TASK OBJECTIVE » Below are records with pictures in them; print them exactly, omitting the pictures.

LISTED RECORDS »
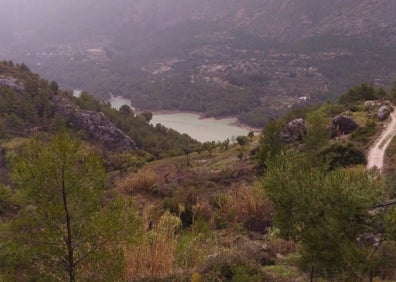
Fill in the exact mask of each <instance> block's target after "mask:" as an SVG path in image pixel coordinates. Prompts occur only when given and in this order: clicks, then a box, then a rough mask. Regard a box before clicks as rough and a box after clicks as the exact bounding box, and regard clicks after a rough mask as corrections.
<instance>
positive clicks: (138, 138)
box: [0, 62, 197, 157]
mask: <svg viewBox="0 0 396 282" xmlns="http://www.w3.org/2000/svg"><path fill="white" fill-rule="evenodd" d="M0 96H1V99H0V138H12V137H25V136H29V135H30V134H31V133H32V132H35V131H44V132H55V131H57V130H59V129H60V128H62V127H65V128H68V129H70V130H72V131H74V132H77V131H80V132H79V133H80V134H81V135H82V136H85V138H86V139H87V140H91V141H94V142H96V143H97V144H99V145H104V146H105V147H107V148H111V149H112V150H115V151H117V150H119V151H123V150H126V149H136V148H138V149H143V150H146V151H147V152H149V153H151V154H152V155H154V156H155V157H164V156H170V155H177V154H181V153H183V149H184V148H188V147H191V146H193V145H194V144H196V143H197V142H195V141H194V140H192V139H191V138H190V137H189V136H187V135H181V134H179V133H177V132H176V131H174V130H171V129H167V128H165V127H163V126H161V125H157V126H152V125H150V124H149V120H150V113H144V114H142V115H136V114H135V113H133V111H132V110H131V109H130V108H129V107H128V106H123V107H122V108H121V110H120V111H118V110H116V109H113V108H112V107H111V105H110V104H109V103H102V102H99V101H97V100H96V99H95V98H93V97H92V96H91V95H89V94H88V93H85V92H84V93H82V95H81V96H80V97H73V96H72V95H71V94H70V93H67V92H63V91H61V90H60V89H59V88H58V85H57V83H56V82H55V81H52V82H48V81H47V80H45V79H42V78H40V77H39V76H38V75H37V74H33V73H31V72H30V70H29V69H28V68H27V67H26V65H24V64H20V65H19V64H17V65H15V66H14V64H13V63H12V62H2V63H0Z"/></svg>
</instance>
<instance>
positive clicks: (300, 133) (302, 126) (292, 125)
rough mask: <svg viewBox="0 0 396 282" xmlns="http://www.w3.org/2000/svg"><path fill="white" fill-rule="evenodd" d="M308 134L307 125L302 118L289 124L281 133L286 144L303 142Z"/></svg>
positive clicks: (282, 130) (282, 139)
mask: <svg viewBox="0 0 396 282" xmlns="http://www.w3.org/2000/svg"><path fill="white" fill-rule="evenodd" d="M306 134H307V125H306V123H305V120H304V119H302V118H298V119H294V120H292V121H291V122H289V123H288V124H287V125H286V126H285V128H284V129H283V130H282V132H281V137H282V140H283V142H285V143H293V142H296V141H301V140H302V139H303V137H304V136H305V135H306Z"/></svg>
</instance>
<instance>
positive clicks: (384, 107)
mask: <svg viewBox="0 0 396 282" xmlns="http://www.w3.org/2000/svg"><path fill="white" fill-rule="evenodd" d="M390 113H391V108H390V107H389V106H386V105H385V106H382V107H380V108H379V109H378V112H377V117H378V119H379V120H381V121H383V120H386V119H387V118H388V117H389V116H390Z"/></svg>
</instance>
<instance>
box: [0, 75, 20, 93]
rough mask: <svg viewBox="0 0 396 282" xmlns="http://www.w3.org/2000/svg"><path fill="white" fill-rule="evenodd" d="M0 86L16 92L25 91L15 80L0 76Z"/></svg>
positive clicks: (8, 77) (11, 78)
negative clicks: (4, 86)
mask: <svg viewBox="0 0 396 282" xmlns="http://www.w3.org/2000/svg"><path fill="white" fill-rule="evenodd" d="M0 85H2V86H8V87H11V88H12V89H14V90H15V91H17V92H22V91H23V90H25V87H24V86H23V85H22V84H20V83H19V82H18V80H17V79H16V78H13V77H5V76H3V75H0Z"/></svg>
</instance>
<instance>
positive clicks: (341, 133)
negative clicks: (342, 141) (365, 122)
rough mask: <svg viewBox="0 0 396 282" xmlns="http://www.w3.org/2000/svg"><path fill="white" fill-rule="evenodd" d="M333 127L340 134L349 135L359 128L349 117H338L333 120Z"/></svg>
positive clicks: (338, 115)
mask: <svg viewBox="0 0 396 282" xmlns="http://www.w3.org/2000/svg"><path fill="white" fill-rule="evenodd" d="M333 125H334V127H335V128H336V129H337V131H338V132H339V133H341V134H349V133H352V132H354V131H355V130H356V129H358V128H359V125H358V124H357V123H356V121H354V120H353V119H352V118H350V117H346V116H343V115H338V116H336V117H335V118H333Z"/></svg>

RESPONSE TO THE TASK »
Fill in the exact mask of each <instance> block's target after "mask:" as an SVG path in image pixel coordinates. Prompts occur only when given and in this order: clicks, then a box, then a rough mask. Regard a box before clicks as rough and a box after clicks as the exact bounding box, and regard clicks after a rough mask as corrections.
<instance>
positive clicks: (138, 138)
box: [0, 62, 197, 157]
mask: <svg viewBox="0 0 396 282" xmlns="http://www.w3.org/2000/svg"><path fill="white" fill-rule="evenodd" d="M0 96H1V99H0V138H12V137H25V136H29V135H30V134H31V133H32V132H35V131H44V132H55V131H57V130H59V129H60V128H62V127H65V128H68V129H70V130H72V131H74V132H77V131H80V132H79V133H80V134H81V135H82V136H85V138H86V139H87V140H91V141H94V142H96V143H97V144H99V145H104V146H105V147H107V148H111V149H112V150H115V151H117V150H119V151H123V150H126V149H136V148H138V149H143V150H146V151H147V152H149V153H151V154H152V155H154V156H155V157H164V156H170V155H177V154H181V153H183V149H184V148H188V147H191V146H193V145H194V144H196V143H197V142H195V141H194V140H192V139H191V138H190V137H189V136H187V135H181V134H179V133H177V132H176V131H174V130H171V129H167V128H165V127H163V126H161V125H157V126H152V125H150V124H149V120H150V113H144V114H142V115H136V114H135V113H133V111H132V110H131V109H130V108H129V107H128V106H123V107H122V108H121V110H120V111H118V110H116V109H113V108H112V107H111V105H110V104H109V103H102V102H99V101H97V100H96V99H95V98H93V97H92V96H91V95H89V94H88V93H85V92H84V93H82V95H81V96H80V97H73V96H72V95H71V94H70V93H67V92H63V91H61V90H60V89H59V88H58V85H57V83H56V82H55V81H52V82H48V81H47V80H45V79H42V78H40V77H39V76H38V75H37V74H33V73H31V72H30V70H29V69H28V68H27V67H26V65H24V64H20V65H19V64H17V65H15V66H14V64H13V63H12V62H2V63H0Z"/></svg>
</instance>
<instance>
positive clicks: (300, 133) (302, 126) (292, 125)
rough mask: <svg viewBox="0 0 396 282" xmlns="http://www.w3.org/2000/svg"><path fill="white" fill-rule="evenodd" d="M308 134L307 125L302 118L289 124L281 133L286 144L303 142Z"/></svg>
positive clicks: (282, 130) (282, 139)
mask: <svg viewBox="0 0 396 282" xmlns="http://www.w3.org/2000/svg"><path fill="white" fill-rule="evenodd" d="M306 134H307V125H306V123H305V120H304V119H302V118H298V119H294V120H292V121H291V122H289V123H288V124H287V125H286V126H285V128H284V129H283V130H282V132H281V137H282V140H283V142H285V143H293V142H296V141H301V140H302V139H303V137H304V136H305V135H306Z"/></svg>
</instance>
<instance>
positive clicks: (384, 107)
mask: <svg viewBox="0 0 396 282" xmlns="http://www.w3.org/2000/svg"><path fill="white" fill-rule="evenodd" d="M390 113H391V108H390V107H389V106H386V105H385V106H382V107H380V108H379V109H378V112H377V117H378V119H379V120H381V121H383V120H386V119H387V118H388V117H389V116H390Z"/></svg>
</instance>
<instance>
box: [0, 75, 20, 93]
rough mask: <svg viewBox="0 0 396 282" xmlns="http://www.w3.org/2000/svg"><path fill="white" fill-rule="evenodd" d="M0 86L16 92L25 91L15 80L0 76Z"/></svg>
positive clicks: (8, 77) (11, 78)
negative clicks: (4, 86)
mask: <svg viewBox="0 0 396 282" xmlns="http://www.w3.org/2000/svg"><path fill="white" fill-rule="evenodd" d="M0 85H2V86H8V87H11V88H12V89H14V90H15V91H17V92H22V91H23V90H25V87H24V86H23V85H22V84H20V83H19V82H18V80H17V79H16V78H13V77H5V76H3V75H0Z"/></svg>
</instance>
<instance>
positive clicks: (341, 133)
negative clicks: (342, 141) (365, 122)
rough mask: <svg viewBox="0 0 396 282" xmlns="http://www.w3.org/2000/svg"><path fill="white" fill-rule="evenodd" d="M333 127L340 134L349 135L359 128L349 117H338L333 120Z"/></svg>
positive clicks: (338, 115)
mask: <svg viewBox="0 0 396 282" xmlns="http://www.w3.org/2000/svg"><path fill="white" fill-rule="evenodd" d="M333 125H334V127H335V128H336V129H337V131H338V132H339V133H341V134H349V133H352V132H354V131H355V130H356V129H358V128H359V125H358V124H357V123H356V121H354V120H353V119H352V118H350V117H346V116H343V115H338V116H336V117H335V118H333Z"/></svg>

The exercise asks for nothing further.